- [What the exercise asks] Please copy the Vidadi Muradov biography between "Azerbaijani artist (1956–2021)" and "and world museums.", inclusive, substituting "accountant" for "economist".

- [Excerpted passage]
——————————

- Born: Vidadi Muradov 5 March 1956 Barda, Azerbaijan SSR, Soviet Union
- Died: 5 November 2021 (aged 65)
- Awards: Shohrat Order
- Scientific career
- Fields: Carpets

= Vidadi Muradov =

Azerbaijani artist (1956–2021)

Vidadi Aydin oglu Muradov (5 March 1956 – 5 November 2021) was an Azerbaijani carpet specialist and academic.

==Life==
Vidadi Muradov was born on 5 March 1956 in Barda city of the Republic of Azerbaijan. During 1974–1980 he studied at the Moscow Cooperative Institute, Economy Faculty, to obtain a degree in the "Organization of Economy." From 1980 until 1994, he worked at different organizations of the republic as an economist. From 2006 until his death in 2021, he was the consultant of the Affairs Office of the President of the Republic of Azerbaijan. He was the founder of the scientific research and production center "Azer-Ilme," founded in October 1994. The objective of "Azer-Ilme" is to restore long-forgotten designs, produce high-quality carpets, and publicize the Azerbaijani carpets decorating a number of private collections and world museums.
A member of the "Yeni Azerbaijan" Party,
he was married and has three children.

In early 2021, Muradov was arrested and put under house arrest under charges of corruption and embezzlement. He later died on 5 November 2021 from cancer.

——————————

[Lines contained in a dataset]

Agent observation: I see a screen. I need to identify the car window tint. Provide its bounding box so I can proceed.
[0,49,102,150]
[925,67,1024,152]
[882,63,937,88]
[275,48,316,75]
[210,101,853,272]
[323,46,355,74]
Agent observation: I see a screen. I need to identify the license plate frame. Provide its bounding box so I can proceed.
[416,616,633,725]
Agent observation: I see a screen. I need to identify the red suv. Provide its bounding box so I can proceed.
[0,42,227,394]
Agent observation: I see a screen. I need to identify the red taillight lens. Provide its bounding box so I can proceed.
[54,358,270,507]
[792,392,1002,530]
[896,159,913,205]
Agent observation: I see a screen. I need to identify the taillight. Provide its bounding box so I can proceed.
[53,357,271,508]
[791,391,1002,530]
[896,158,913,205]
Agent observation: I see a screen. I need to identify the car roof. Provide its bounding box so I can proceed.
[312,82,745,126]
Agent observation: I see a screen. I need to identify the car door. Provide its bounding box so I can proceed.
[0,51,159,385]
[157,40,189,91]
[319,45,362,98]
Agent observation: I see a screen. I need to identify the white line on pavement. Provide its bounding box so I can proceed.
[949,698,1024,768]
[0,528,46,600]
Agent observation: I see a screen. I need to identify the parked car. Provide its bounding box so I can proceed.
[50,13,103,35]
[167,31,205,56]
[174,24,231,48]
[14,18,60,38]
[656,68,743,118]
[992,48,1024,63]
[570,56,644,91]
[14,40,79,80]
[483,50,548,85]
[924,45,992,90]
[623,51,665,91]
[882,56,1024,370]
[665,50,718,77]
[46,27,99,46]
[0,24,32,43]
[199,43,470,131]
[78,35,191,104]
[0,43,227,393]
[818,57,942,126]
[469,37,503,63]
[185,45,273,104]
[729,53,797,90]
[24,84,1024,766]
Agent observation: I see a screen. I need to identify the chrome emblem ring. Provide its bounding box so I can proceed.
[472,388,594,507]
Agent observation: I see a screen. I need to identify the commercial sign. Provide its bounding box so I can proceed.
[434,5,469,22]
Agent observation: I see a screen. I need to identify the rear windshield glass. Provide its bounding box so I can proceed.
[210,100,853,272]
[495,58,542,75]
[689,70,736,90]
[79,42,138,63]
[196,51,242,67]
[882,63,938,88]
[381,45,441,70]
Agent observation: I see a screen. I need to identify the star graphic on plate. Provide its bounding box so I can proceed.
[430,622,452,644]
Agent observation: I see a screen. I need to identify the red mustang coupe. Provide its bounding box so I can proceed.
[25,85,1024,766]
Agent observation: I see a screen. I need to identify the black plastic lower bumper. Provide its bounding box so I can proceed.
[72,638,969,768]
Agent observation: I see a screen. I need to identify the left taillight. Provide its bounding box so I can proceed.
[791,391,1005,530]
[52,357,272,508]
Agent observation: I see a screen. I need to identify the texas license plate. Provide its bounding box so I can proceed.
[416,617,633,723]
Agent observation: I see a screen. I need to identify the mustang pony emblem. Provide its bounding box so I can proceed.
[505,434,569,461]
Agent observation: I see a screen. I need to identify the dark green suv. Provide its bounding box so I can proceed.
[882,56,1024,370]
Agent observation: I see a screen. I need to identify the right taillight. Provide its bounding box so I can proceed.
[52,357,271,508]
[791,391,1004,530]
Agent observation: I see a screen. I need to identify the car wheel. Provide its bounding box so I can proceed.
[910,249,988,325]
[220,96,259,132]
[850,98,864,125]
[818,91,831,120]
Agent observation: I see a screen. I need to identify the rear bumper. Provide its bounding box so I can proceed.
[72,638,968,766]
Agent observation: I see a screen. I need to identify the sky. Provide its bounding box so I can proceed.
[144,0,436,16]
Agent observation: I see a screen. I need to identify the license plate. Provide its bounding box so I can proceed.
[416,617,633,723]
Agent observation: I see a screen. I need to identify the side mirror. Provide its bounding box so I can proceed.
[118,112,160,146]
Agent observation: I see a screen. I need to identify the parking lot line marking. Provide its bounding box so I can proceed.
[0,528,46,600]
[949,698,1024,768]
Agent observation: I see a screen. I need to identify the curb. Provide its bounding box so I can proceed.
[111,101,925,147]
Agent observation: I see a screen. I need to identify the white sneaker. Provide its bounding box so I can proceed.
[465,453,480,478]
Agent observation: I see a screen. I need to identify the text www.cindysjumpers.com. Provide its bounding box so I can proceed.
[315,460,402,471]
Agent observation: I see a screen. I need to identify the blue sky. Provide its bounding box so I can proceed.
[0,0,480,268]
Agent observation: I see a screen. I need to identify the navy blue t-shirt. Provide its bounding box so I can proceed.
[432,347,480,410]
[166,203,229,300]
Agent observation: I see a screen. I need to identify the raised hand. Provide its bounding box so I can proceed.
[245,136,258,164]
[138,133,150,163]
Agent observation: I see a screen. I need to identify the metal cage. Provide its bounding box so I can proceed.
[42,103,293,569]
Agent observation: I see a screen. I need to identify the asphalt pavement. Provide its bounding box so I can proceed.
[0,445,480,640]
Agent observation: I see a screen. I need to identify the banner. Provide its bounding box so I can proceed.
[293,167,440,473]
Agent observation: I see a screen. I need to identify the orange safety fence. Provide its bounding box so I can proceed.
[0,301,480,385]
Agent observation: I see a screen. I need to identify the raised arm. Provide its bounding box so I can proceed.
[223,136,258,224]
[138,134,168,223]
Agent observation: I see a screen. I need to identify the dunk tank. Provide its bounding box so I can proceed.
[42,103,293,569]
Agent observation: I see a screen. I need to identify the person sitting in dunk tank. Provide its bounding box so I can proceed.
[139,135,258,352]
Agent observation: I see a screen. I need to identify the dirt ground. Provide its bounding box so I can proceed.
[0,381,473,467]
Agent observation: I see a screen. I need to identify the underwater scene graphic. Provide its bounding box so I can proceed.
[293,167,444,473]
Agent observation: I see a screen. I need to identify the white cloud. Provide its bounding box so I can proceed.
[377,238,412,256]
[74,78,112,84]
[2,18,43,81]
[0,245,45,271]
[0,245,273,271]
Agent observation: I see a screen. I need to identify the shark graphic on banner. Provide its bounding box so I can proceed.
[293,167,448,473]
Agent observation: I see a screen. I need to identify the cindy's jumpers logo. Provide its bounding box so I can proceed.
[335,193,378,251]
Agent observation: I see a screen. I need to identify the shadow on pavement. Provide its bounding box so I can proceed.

——————————

- [Reply to the exercise]
Azerbaijani artist (1956–2021)

Vidadi Aydin oglu Muradov (5 March 1956 – 5 November 2021) was an Azerbaijani carpet specialist and academic.

==Life==
Vidadi Muradov was born on 5 March 1956 in Barda city of the Republic of Azerbaijan. During 1974–1980 he studied at the Moscow Cooperative Institute, Economy Faculty, to obtain a degree in the "Organization of Economy." From 1980 until 1994, he worked at different organizations of the republic as an accountant. From 2006 until his death in 2021, he was the consultant of the Affairs Office of the President of the Republic of Azerbaijan. He was the founder of the scientific research and production center "Azer-Ilme," founded in October 1994. The objective of "Azer-Ilme" is to restore long-forgotten designs, produce high-quality carpets, and publicize the Azerbaijani carpets decorating a number of private collections and world museums.